A complete answer retypes each of the records below precisely and includes none of the pictures.

Point-per-instance localization data
┄┄┄┄┄┄┄┄┄┄

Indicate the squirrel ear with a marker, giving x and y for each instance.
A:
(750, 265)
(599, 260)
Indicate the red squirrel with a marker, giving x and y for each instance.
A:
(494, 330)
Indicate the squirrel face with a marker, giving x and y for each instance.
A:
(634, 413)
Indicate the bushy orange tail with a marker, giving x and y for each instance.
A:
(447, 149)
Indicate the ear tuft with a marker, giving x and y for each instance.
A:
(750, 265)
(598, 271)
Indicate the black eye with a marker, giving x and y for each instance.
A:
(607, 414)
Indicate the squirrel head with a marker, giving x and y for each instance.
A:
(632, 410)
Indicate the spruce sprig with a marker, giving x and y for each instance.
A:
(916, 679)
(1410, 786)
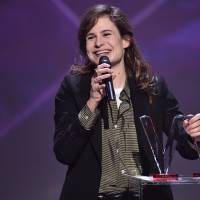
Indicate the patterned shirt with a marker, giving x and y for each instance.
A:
(119, 144)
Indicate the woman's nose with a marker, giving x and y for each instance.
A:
(99, 42)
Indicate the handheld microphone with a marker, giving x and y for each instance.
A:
(110, 92)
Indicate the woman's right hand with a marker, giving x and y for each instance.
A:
(97, 91)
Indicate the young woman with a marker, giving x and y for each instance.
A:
(98, 138)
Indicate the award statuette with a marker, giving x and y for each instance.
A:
(162, 156)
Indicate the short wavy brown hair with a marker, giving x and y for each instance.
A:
(134, 62)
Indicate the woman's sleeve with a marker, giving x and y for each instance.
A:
(70, 137)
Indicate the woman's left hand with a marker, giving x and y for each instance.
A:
(192, 126)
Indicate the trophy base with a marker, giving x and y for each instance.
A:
(197, 175)
(165, 177)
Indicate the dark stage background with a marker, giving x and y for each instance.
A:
(37, 46)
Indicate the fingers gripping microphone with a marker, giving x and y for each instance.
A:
(110, 93)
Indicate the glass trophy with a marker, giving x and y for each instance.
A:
(162, 154)
(162, 157)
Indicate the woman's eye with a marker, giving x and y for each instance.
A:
(90, 37)
(107, 34)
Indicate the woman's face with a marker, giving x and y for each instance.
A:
(104, 39)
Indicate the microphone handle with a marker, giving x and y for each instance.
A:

┄┄┄┄┄┄┄┄┄┄

Finished task
Indicate the squirrel ear with a marker, giving x and y for each instance.
A:
(750, 265)
(599, 260)
Indicate the red squirrel with a marker, giving x and y for each instance.
A:
(494, 330)
Indicate the squirrel face with a marker, giving x and y for each instance.
A:
(634, 413)
Indicate the bushy orange tail with a marker, giving x and y for each instance.
A:
(447, 149)
Indicate the ear tuft with a marker, giving x and y for each instance.
A:
(750, 265)
(598, 271)
Indicate the black eye with a marker, giving x and y for each instance.
A:
(607, 414)
Indicate the squirrel head with a marker, giving x and y for each instance.
A:
(632, 410)
Indicate the spruce sprig with a marker, giving x and y for each instance.
A:
(916, 679)
(1410, 786)
Indicate the patterned shirt with a marker, giving x and y for each instance.
A:
(119, 144)
Indicate the woman's nose with a marker, giving x and y for each instance.
A:
(99, 42)
Indicate the handheld microphone with a marker, giving x and y for each instance.
A:
(110, 92)
Indicate the woman's right hand with a marker, giving x and y for each instance.
A:
(97, 91)
Indicate the young woman with a marker, giving x and y for each instance.
A:
(98, 138)
Indicate the award statuette with a marker, giving x and y for each instance.
A:
(162, 156)
Indicate the short wavy brown hair with a marker, giving x and y for each instance.
A:
(134, 62)
Indicate the woman's sleeve with a marker, giving x and y for each instance.
A:
(70, 137)
Indicate the woman's left hand with a marker, giving x and y for each instance.
A:
(192, 126)
Indicate the trophy base with a marker, giving x and y for each instance.
A:
(197, 175)
(165, 177)
Indicate the dark stage background with a marker, giving x and y for each instance.
A:
(37, 46)
Indicate the fingers gripping microphone with a marker, giving x and y for each instance.
A:
(110, 93)
Indicate the glass trophy with a marker, giving x and y for each instance.
A:
(162, 154)
(162, 157)
Indicate the woman's eye with a marker, giving x and y for each instance.
A:
(90, 37)
(107, 34)
Indicate the woman's face with a marker, giving x and y for each instance.
A:
(104, 39)
Indicate the microphone handle with a marker, giving x and y for each instance.
A:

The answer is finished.